# EXCERPTED TEXT
# # # # # # #
However, officials said that most of the unaccounted-for were probably alive.

“We expect 300 to 400 will be really, truly missing,” said Melissa Walker, another state health department spokeswoman. “Some might have died and been washed out to sea, and we’ll never ever know.” Others might be intentionally missing, she said.

“They’ve moved on with their lives and don’t want to be found,” Walker added.

Walker said that between 30 to 50 people, initially thought to be missing, were being located every day.

Meyer said that in many cases, people moving from evacuation shelter to trailer to other temporary housing haven’t been able to contact family. When they finally do connect, relatives who filed a missing-persons report don’t always inform authorities that their loved one has been found.

Walker said the Baton Rouge-based Find Family National Call Center receives about 150 calls a day from families looking for relatives. Between 10 and 15 of them are new callers.

Relatives are required to fill out an eight-page report with detailed information, including unique physical identifiers such as birthmarks and tattoos.

A file is opened on each person reported missing. The name is run through several missing-persons databases, including that of the state police and groups such as the National Center for Missing & Exploited Children.
# # # # # # #
# DATA PROVIDED
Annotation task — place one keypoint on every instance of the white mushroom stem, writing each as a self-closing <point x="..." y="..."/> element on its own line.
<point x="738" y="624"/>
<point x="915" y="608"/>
# # # # # # #
# TASK SET
• a. Answer these from the text on missing persons:
(i) How many people does Walker expect will be truly missing?
(ii) How many people initially thought missing were being located each day?
(iii) How many pages long is the report that relatives must fill out?
• b. Set down word for word the stretch of the text on missing persons from "However, officials said" through "missing, she said.".
• c. Resume the text on missing persons, picking up right after its final sentence.
The data comes from a different source than the text on missing persons.

# RESPONSES TO THE TASKS
• a.
(i) 300 to 400
(ii) Between 30 and 50
(iii) Eight

• b.
However, officials said that most of the unaccounted-for were probably alive.

“We expect 300 to 400 will be really, truly missing,” said Melissa Walker, another state health department spokeswoman. “Some might have died and been washed out to sea, and we’ll never ever know.” Others might be intentionally missing, she said.

• c.
Still, residents and community activists said it was crucial to monitor the demolition of homes -- which recently started in some neighborhoods -- to ensure that proper searches were being made and that remains of victims could receive a decent burial.

“We have people who go out to where they’re planning to bulldoze a home and make sure they’ve checked with cadaver dogs first,” said Lisa Fithian, a spokeswoman for Common Ground, an all-volunteer grass-roots relief organization. “We try to make sure that whatever bulldozing is done, is done correctly.”

Sunday’s discovery sent chills down Valerie Schexnayder’s spine. Until January, most of her immediate family had been scattered across several states, and there were moments of worry that some might be lost.

“I feel very grateful to the Lord that my family is reunited together,” said Schexnayder, 60, whose house in the Lower 9th Ward was damaged beyond repair. “But I have some cousins, and we can’t find them all. I hope they’re all alive and well.”